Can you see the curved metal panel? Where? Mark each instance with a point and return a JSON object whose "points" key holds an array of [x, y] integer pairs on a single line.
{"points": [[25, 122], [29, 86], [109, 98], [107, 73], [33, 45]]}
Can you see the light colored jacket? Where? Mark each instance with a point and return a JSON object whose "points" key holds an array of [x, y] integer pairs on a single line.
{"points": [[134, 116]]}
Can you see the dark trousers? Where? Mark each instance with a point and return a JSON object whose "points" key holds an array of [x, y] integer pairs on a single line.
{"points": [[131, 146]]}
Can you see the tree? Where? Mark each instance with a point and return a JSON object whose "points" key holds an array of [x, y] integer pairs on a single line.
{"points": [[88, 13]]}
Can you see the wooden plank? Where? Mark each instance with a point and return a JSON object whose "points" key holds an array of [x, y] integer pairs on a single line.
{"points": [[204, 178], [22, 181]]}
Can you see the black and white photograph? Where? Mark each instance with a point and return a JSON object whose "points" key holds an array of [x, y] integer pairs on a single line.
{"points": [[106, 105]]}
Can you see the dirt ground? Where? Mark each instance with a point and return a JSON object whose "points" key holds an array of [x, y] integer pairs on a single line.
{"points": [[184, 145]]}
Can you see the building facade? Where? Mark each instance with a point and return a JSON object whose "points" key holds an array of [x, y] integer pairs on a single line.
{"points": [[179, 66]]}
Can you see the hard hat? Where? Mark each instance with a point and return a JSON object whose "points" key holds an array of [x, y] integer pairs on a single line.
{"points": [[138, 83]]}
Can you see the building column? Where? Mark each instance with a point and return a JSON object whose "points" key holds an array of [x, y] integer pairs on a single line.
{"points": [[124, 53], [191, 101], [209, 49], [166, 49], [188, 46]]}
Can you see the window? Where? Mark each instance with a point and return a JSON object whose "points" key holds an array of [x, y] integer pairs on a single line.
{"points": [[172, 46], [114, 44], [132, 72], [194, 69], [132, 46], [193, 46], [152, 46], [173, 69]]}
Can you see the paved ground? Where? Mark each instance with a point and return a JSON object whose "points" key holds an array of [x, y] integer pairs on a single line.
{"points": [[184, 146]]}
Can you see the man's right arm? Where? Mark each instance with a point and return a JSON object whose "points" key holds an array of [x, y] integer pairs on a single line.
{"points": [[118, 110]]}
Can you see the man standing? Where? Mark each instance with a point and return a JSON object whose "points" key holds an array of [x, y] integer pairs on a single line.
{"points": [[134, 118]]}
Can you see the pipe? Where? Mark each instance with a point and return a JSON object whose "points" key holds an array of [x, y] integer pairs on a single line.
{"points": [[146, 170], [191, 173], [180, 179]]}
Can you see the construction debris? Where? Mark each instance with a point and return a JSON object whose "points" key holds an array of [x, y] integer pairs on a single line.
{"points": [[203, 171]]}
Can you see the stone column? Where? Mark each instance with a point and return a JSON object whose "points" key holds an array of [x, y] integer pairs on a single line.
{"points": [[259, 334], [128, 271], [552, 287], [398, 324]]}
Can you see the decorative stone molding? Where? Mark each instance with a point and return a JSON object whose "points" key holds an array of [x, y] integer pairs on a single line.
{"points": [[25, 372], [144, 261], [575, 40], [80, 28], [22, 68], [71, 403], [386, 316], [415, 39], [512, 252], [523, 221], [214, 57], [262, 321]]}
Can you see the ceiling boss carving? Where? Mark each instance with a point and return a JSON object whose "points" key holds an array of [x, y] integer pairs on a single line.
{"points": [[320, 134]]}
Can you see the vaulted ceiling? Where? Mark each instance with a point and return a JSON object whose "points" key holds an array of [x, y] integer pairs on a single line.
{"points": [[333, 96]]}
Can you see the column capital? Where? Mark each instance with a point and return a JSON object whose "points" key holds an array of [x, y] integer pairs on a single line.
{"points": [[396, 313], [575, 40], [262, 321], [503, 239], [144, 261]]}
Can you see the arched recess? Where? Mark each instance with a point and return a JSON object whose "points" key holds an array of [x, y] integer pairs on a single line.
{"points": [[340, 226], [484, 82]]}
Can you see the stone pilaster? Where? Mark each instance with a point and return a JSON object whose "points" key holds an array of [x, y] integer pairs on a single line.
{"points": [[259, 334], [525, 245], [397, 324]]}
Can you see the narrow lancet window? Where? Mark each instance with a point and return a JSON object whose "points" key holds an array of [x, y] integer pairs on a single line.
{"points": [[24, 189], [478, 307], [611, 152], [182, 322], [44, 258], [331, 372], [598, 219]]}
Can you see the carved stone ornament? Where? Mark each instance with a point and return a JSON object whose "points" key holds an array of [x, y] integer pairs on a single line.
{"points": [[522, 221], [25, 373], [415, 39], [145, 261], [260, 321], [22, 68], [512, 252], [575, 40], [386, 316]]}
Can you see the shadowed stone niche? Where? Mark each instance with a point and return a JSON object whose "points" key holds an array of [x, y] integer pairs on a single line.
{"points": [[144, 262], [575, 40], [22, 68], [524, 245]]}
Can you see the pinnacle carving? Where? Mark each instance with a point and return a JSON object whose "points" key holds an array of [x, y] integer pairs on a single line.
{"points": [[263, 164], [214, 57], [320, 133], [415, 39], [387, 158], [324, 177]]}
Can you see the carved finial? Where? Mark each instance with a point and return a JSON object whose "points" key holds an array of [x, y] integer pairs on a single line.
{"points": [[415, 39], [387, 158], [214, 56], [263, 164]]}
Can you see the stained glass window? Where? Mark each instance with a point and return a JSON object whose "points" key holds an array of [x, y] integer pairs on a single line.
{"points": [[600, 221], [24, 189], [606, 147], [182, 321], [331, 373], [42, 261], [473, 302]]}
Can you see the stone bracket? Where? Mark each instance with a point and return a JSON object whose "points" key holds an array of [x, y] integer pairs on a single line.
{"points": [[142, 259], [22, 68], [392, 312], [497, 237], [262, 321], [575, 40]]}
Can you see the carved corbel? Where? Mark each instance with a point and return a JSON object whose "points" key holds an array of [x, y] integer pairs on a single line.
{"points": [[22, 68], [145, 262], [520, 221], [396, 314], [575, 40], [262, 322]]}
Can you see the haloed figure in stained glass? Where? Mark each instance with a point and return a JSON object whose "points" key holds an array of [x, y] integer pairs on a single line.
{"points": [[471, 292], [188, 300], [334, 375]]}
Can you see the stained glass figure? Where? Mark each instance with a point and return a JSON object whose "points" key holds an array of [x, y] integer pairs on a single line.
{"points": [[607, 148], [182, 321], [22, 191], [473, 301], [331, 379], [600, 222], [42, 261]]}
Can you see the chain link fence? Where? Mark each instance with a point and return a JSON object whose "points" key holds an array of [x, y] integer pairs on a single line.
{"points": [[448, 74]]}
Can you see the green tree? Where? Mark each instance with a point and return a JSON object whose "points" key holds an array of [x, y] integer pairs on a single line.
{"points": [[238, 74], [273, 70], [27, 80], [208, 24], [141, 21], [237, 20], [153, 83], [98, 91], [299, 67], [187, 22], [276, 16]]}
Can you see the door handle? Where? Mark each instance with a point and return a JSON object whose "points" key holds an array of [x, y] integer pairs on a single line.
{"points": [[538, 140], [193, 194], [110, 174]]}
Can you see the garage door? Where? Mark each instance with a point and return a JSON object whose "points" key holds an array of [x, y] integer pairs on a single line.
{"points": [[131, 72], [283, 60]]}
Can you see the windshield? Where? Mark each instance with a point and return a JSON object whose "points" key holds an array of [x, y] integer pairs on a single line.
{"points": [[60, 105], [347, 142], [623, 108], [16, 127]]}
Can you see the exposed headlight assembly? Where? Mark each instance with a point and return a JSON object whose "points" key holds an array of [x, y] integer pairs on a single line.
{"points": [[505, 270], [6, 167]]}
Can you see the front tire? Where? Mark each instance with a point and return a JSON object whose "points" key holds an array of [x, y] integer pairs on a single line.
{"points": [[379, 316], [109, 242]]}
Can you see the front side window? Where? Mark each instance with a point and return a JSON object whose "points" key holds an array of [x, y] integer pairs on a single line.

══════════

Print exactly the lines that run from the line containing "Can you see the windshield?" to the end of the data, both ends included.

### Solution for this exercise
Can you see the windshield? Where? Mark each instance with a point and return a JSON object whose "points" key holds an array of [x, y] integer pairs on a single line.
{"points": [[60, 105], [347, 142], [623, 108], [16, 127]]}
Can you see the exposed headlight assembly? Where? Mark each instance with a point and return a JSON object whose "points" key holds an array of [x, y] integer pairs on a single line.
{"points": [[505, 270], [6, 167]]}
Can you see the front tire? Where? Mark each instance with a point and return a JSON object whose "points" key holds an array of [x, y] integer pairs on a single line.
{"points": [[379, 316], [109, 242]]}
Can you see the front side window? Where? Mark each instance with a point and return a JSON object whose "points" key holds an array of [x, y] integer pairs on a single line.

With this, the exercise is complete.